◆ Text segment:
....
Margaret A. Hamburg, M.D.
Commissioner of Food and Drug Administration
Stanford School of Medicine
Li Ka Shing Center for Learning and Knowledge
June 16, 2012 

Dean Pizzo, trustees, distinguished faculty, parents, families, and friends – thank you for inviting me to participate in this wonderful celebration.  I join all of you in congratulating the outstanding 2012 graduates of the Stanford University School of Medicine.

Whether you are receiving an MD, Ph.D, Master’s Degree, or a combined degree – you are graduating from an extraordinary institution…and you are poised to do extraordinary things.

As a daughter of Stanford, I admit to some bias, but there are few medical schools, anywhere, that offer the education and training that you have received. The dedication of Stanford’s faculty, the caliber of the teaching, the importance of its research, the quality of patient care and the effectiveness of its leadership have earned Stanford Medical School  enormous respect and admiration,  and secured its position as one of the leading medical institutions in the world.
 
And for the Class of 2012, you too deserve respect and admiration.  You have clearly succeeded – even excelled – in this exceptionally dynamic and demanding academic environment.  As I look out from this podium, I know that for decades to come you will save lives, solve medical mysteries, and invent technological wonders – building on what you have learned and accomplished here. 

There is an old saying that it is better to be lucky than good.  True or not, there is certainly a lot of serendipity in life.  But Louis Pasteur had a different take.  He said, “Chance favors the prepared mind.”  I was reminded of this every day while serving as New York City Health Commissioner because the quote was inscribed on a wall in our lobby. 

But you don’t need a reminder.  You are already far better prepared than most.  And you now belong to a very elite group that has the tools and training to improve the lives of so many… whether it is through research, or medicine, or public service.  What you do will matter.

So on behalf of those whose lives you have already touched with your medical and research skills – and will touch in the years ahead – I say:  Thank you for working so hard – and preparing so well!  
 
And now I’d like to suggest that you also say – thank you.
 
First and foremost, thank your families. They’ve stood by you.  They’ve supported you.  And today they share your joy, excitement and pride.

Thank your professors – the faculty and staff who put so much time and effort into teaching you, guiding you, inspiring you, and sometimes prodding you.

And thank each other too – because you never would have reached this auspicious day without the friendship, support, and collaboration of your colleagues.

For many years, Stanford was my home.  I lived right on campus where both of my parents were on the Medical School faculty.  Growing up, I was immersed in medicine and science.  My parents were physicians and researchers.  So were most of my friend’s parents.  It was the life I saw every day – and it looked fun, exciting and rewarding.
....
◆ Extracted information:
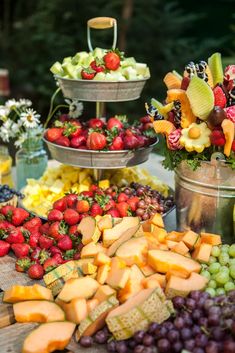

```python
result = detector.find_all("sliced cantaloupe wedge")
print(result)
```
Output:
[78,217,101,245]
[200,233,222,245]
[116,237,148,266]
[3,284,53,303]
[13,300,65,322]
[58,277,99,303]
[22,321,76,353]
[103,217,140,249]
[165,272,208,298]
[148,250,201,278]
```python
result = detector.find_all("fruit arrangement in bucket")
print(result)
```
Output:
[146,53,235,170]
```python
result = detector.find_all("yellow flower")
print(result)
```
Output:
[180,123,211,153]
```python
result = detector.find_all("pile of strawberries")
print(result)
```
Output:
[45,114,156,151]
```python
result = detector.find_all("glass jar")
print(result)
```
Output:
[16,137,48,190]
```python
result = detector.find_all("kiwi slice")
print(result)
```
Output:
[186,76,214,120]
[208,53,224,86]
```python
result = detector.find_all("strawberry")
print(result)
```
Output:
[107,117,123,130]
[91,203,103,217]
[116,202,131,217]
[5,228,25,244]
[57,235,73,251]
[64,208,80,226]
[103,50,121,71]
[0,240,11,257]
[38,235,54,249]
[28,264,44,279]
[88,118,104,129]
[213,86,227,108]
[76,200,90,213]
[15,256,32,272]
[53,196,67,212]
[46,127,64,142]
[107,208,121,218]
[24,217,42,233]
[81,67,96,80]
[47,209,63,222]
[43,257,58,273]
[54,136,70,147]
[109,136,124,151]
[87,132,107,150]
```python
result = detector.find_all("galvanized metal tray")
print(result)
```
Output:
[55,75,150,102]
[43,135,158,169]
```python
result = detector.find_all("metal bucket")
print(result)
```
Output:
[175,161,235,243]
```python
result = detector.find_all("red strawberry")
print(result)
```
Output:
[127,196,140,212]
[116,202,131,217]
[70,135,86,148]
[91,203,103,217]
[38,235,54,249]
[87,132,107,150]
[65,193,78,208]
[47,209,63,222]
[28,264,44,279]
[15,256,32,272]
[103,50,121,71]
[5,228,25,244]
[57,235,73,251]
[24,217,42,233]
[11,243,30,257]
[107,208,121,218]
[46,127,64,142]
[107,118,123,130]
[88,118,104,129]
[54,136,70,147]
[117,192,129,203]
[64,208,80,226]
[53,196,67,212]
[110,136,124,151]
[0,240,11,257]
[213,86,227,108]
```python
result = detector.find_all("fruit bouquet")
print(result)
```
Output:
[146,53,235,170]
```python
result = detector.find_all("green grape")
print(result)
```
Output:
[216,288,225,295]
[219,252,229,265]
[208,279,217,288]
[229,265,235,279]
[215,271,229,284]
[211,246,220,257]
[224,282,235,292]
[201,270,211,280]
[205,288,216,297]
[228,244,235,257]
[208,262,220,274]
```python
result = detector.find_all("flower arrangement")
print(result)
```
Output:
[146,53,235,170]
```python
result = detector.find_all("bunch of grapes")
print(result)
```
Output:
[201,244,235,297]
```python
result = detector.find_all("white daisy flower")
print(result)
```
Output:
[65,99,83,118]
[20,109,40,128]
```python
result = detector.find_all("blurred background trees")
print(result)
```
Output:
[0,0,235,117]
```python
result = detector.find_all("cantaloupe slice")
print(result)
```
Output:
[13,300,65,322]
[3,284,53,303]
[103,217,139,247]
[106,257,131,289]
[116,237,148,266]
[58,277,99,303]
[22,321,76,353]
[200,233,222,245]
[148,250,201,277]
[93,285,117,303]
[192,243,212,263]
[77,217,101,245]
[165,272,208,298]
[75,296,119,341]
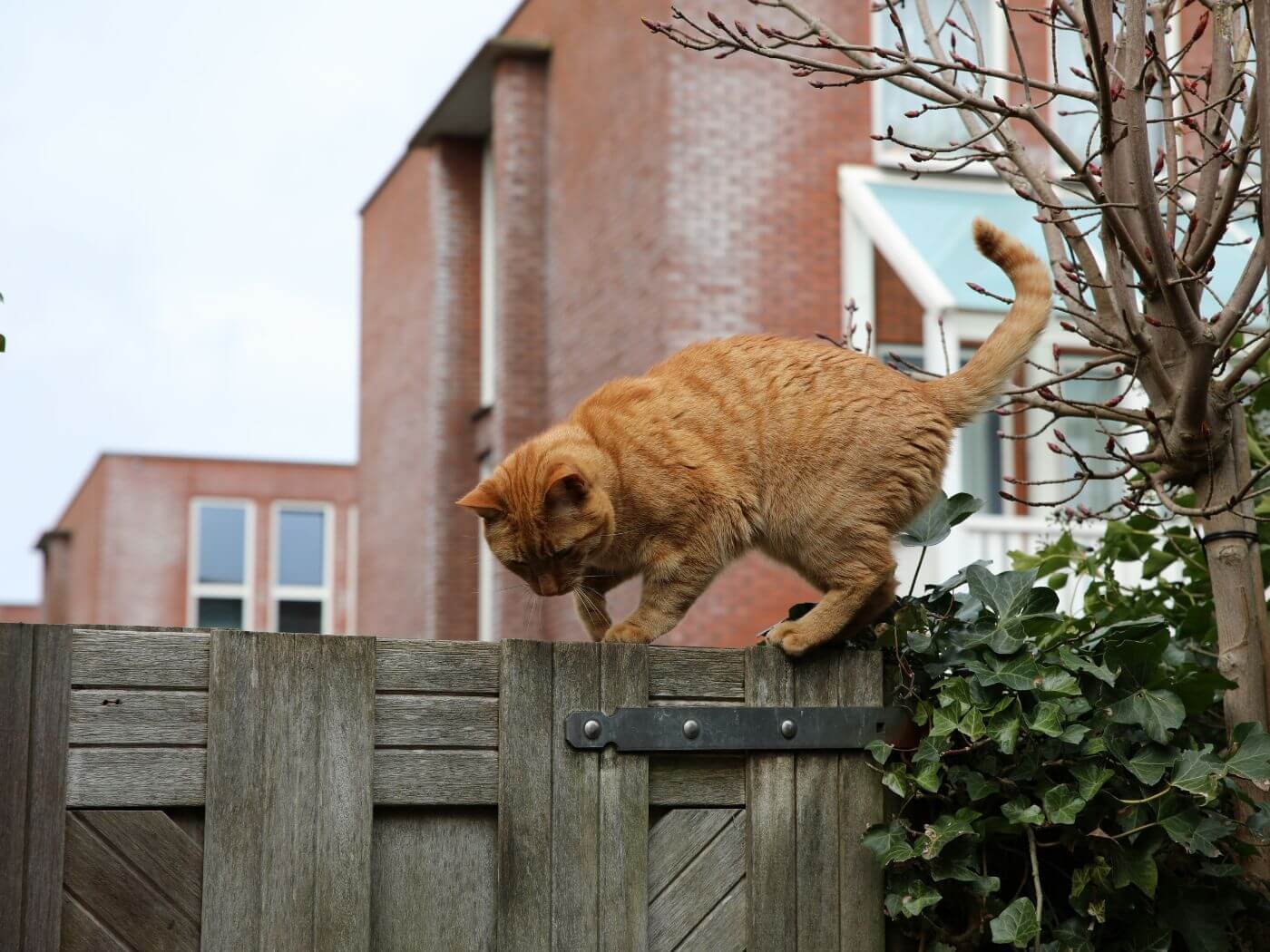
....
◆ Exercise instructions:
1: In the speech above, rewrite the paragraph that begins "As a daughter of Stanford" in a shorter form that keeps its main facts.
2: From the speech above, copy word for word the part that opens with the words containing "As a daughter" and closes with "and accomplished here.".

◆ Exercise answers:
1: Admitting bias as a daughter of Stanford, the speaker says few medical schools anywhere match the education and training the graduates received there. Stanford Medical School's dedicated faculty, high-caliber teaching, important research, quality patient care and effective leadership have earned it great respect and admiration and made it one of the world's leading medical institutions.

2:
As a daughter of Stanford, I admit to some bias, but there are few medical schools, anywhere, that offer the education and training that you have received. The dedication of Stanford’s faculty, the caliber of the teaching, the importance of its research, the quality of patient care and the effectiveness of its leadership have earned Stanford Medical School  enormous respect and admiration,  and secured its position as one of the leading medical institutions in the world.
 
And for the Class of 2012, you too deserve respect and admiration.  You have clearly succeeded – even excelled – in this exceptionally dynamic and demanding academic environment.  As I look out from this podium, I know that for decades to come you will save lives, solve medical mysteries, and invent technological wonders – building on what you have learned and accomplished here.